● Records for the task
####

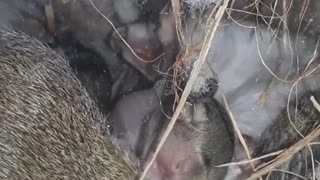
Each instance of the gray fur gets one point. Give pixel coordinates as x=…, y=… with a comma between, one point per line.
x=49, y=127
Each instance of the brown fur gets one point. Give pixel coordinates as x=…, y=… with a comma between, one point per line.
x=49, y=127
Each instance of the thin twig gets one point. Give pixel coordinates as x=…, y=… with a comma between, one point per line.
x=249, y=161
x=287, y=154
x=212, y=27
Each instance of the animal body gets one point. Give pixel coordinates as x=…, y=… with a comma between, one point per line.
x=50, y=128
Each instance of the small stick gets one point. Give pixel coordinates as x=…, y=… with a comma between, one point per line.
x=212, y=27
x=287, y=154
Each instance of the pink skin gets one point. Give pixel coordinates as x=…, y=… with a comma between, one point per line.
x=177, y=160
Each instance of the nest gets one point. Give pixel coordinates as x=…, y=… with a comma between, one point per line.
x=275, y=15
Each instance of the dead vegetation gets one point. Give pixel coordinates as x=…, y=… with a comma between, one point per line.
x=275, y=16
x=278, y=17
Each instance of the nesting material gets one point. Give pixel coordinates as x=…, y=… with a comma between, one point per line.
x=199, y=4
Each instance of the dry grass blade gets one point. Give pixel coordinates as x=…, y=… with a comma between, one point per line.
x=287, y=154
x=250, y=161
x=212, y=27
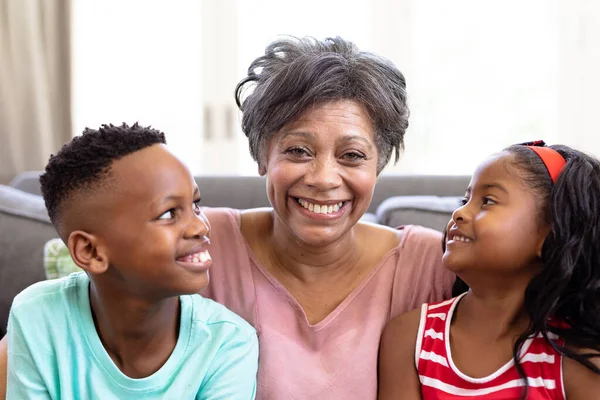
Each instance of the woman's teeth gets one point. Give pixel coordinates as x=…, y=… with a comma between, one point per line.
x=203, y=256
x=320, y=209
x=461, y=238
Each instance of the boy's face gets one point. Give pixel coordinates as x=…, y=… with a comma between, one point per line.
x=155, y=235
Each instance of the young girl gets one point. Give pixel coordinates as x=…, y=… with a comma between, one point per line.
x=527, y=242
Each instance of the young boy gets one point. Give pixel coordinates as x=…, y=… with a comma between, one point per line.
x=131, y=326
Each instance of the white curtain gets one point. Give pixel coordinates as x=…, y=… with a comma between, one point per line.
x=35, y=83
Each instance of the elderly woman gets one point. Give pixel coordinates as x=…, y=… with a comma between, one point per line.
x=322, y=120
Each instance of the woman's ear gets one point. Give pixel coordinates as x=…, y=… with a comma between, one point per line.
x=86, y=252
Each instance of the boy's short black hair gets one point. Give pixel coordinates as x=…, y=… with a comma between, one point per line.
x=84, y=163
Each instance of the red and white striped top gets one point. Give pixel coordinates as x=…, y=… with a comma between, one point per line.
x=441, y=379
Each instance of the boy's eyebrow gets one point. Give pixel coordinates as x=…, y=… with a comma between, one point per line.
x=177, y=197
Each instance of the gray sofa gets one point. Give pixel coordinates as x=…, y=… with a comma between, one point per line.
x=25, y=227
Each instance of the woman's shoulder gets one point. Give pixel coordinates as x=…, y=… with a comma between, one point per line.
x=404, y=237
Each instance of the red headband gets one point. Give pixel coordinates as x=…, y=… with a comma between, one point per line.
x=553, y=161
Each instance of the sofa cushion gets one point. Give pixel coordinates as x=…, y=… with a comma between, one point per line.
x=24, y=229
x=429, y=211
x=57, y=260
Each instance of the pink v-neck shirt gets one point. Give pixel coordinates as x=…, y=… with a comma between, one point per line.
x=335, y=359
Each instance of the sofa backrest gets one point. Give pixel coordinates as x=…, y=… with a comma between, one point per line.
x=24, y=229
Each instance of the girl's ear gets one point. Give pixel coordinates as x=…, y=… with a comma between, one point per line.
x=87, y=253
x=544, y=232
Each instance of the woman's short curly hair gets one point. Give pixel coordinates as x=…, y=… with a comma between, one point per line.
x=295, y=74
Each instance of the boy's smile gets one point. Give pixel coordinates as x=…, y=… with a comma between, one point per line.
x=154, y=233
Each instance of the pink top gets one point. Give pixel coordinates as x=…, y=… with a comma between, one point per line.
x=337, y=357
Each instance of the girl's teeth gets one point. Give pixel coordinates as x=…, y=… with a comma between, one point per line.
x=203, y=256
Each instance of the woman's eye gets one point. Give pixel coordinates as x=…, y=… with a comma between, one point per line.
x=197, y=209
x=169, y=214
x=353, y=156
x=297, y=151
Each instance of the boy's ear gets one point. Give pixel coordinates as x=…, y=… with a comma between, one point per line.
x=86, y=252
x=262, y=170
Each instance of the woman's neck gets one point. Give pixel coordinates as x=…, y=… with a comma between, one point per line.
x=128, y=328
x=309, y=263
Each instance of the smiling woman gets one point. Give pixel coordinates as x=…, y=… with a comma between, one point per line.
x=322, y=118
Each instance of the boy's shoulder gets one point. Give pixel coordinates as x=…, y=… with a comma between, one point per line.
x=48, y=291
x=217, y=316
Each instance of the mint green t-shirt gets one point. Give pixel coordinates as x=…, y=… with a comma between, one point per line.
x=54, y=351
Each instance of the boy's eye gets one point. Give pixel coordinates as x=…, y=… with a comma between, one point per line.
x=169, y=214
x=197, y=209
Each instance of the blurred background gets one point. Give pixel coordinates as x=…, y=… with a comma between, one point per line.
x=480, y=74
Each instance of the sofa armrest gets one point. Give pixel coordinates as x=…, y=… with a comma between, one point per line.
x=429, y=211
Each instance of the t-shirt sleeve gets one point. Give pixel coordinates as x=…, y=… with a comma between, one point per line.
x=24, y=380
x=421, y=277
x=233, y=373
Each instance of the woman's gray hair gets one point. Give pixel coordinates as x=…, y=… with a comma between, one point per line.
x=296, y=74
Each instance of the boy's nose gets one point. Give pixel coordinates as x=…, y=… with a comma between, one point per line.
x=198, y=226
x=460, y=214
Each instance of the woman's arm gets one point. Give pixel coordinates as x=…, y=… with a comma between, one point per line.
x=3, y=362
x=398, y=377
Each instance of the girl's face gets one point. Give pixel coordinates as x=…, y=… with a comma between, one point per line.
x=497, y=228
x=321, y=171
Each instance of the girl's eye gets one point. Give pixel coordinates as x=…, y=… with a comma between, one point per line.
x=169, y=214
x=197, y=209
x=353, y=156
x=488, y=202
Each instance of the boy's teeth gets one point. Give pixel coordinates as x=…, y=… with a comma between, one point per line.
x=320, y=209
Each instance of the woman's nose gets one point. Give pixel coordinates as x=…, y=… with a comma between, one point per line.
x=324, y=174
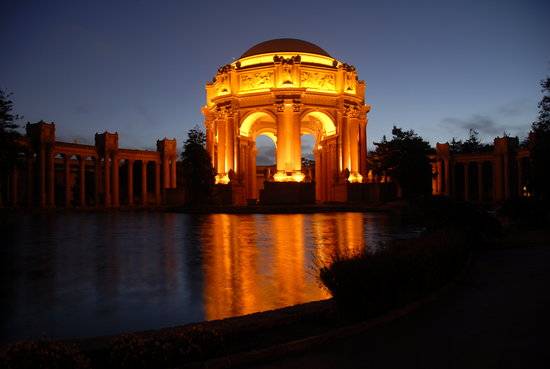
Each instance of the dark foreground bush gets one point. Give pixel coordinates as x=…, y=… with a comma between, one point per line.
x=42, y=354
x=403, y=270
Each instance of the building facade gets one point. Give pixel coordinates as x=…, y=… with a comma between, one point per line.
x=53, y=173
x=283, y=89
x=492, y=176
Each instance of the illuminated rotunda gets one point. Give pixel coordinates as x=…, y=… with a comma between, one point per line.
x=283, y=89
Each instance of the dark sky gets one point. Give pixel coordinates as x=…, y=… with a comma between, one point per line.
x=139, y=67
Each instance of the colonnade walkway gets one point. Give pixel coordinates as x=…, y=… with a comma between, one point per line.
x=496, y=316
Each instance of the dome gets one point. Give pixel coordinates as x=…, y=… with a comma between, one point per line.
x=284, y=45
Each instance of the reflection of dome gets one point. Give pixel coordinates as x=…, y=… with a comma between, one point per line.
x=284, y=45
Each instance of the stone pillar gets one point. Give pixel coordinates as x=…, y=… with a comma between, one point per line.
x=67, y=180
x=354, y=145
x=130, y=190
x=157, y=182
x=166, y=172
x=30, y=179
x=480, y=181
x=51, y=179
x=220, y=167
x=107, y=181
x=116, y=183
x=447, y=177
x=520, y=177
x=144, y=182
x=42, y=177
x=14, y=184
x=289, y=155
x=173, y=175
x=252, y=168
x=466, y=182
x=97, y=180
x=82, y=177
x=363, y=149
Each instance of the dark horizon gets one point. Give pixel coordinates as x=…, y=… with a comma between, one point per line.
x=139, y=69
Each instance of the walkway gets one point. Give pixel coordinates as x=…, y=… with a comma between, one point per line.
x=498, y=316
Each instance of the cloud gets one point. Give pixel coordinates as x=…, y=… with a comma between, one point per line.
x=265, y=155
x=516, y=108
x=481, y=123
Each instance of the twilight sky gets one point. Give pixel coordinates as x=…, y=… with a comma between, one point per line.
x=139, y=67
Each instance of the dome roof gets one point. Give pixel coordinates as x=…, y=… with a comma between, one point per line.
x=284, y=45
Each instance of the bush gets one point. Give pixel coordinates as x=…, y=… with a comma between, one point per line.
x=169, y=349
x=42, y=354
x=403, y=270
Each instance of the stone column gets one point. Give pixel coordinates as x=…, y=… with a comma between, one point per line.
x=67, y=180
x=30, y=179
x=130, y=191
x=51, y=179
x=252, y=168
x=157, y=182
x=480, y=180
x=520, y=177
x=466, y=182
x=97, y=180
x=42, y=177
x=144, y=182
x=82, y=171
x=107, y=181
x=447, y=177
x=173, y=175
x=14, y=184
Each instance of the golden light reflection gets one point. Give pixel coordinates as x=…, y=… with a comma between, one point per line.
x=262, y=262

####

● What to work on
Output the lines from the one containing "Each instance of the stone column" up to and including the last line of the records as a Markdown table with columns Row and Line, numbering each line and skipping blank ones.

● Exercise output
| Row | Line |
|---|---|
| 1 | Each instance of the stone column gets one point. Give pixel coordinates as x=…, y=… with a comma between, one point per line. |
| 2 | x=67, y=180 |
| 3 | x=30, y=179 |
| 4 | x=130, y=191 |
| 5 | x=51, y=179 |
| 6 | x=252, y=168 |
| 7 | x=157, y=182 |
| 8 | x=480, y=180 |
| 9 | x=520, y=177 |
| 10 | x=466, y=182 |
| 11 | x=97, y=180 |
| 12 | x=42, y=177 |
| 13 | x=144, y=182 |
| 14 | x=82, y=171 |
| 15 | x=107, y=181 |
| 16 | x=447, y=177 |
| 17 | x=173, y=175 |
| 18 | x=14, y=184 |
| 19 | Each instance of the golden light reflection gets one point. Give pixel coordinates as x=…, y=… with a comma between, one point per line. |
| 20 | x=262, y=262 |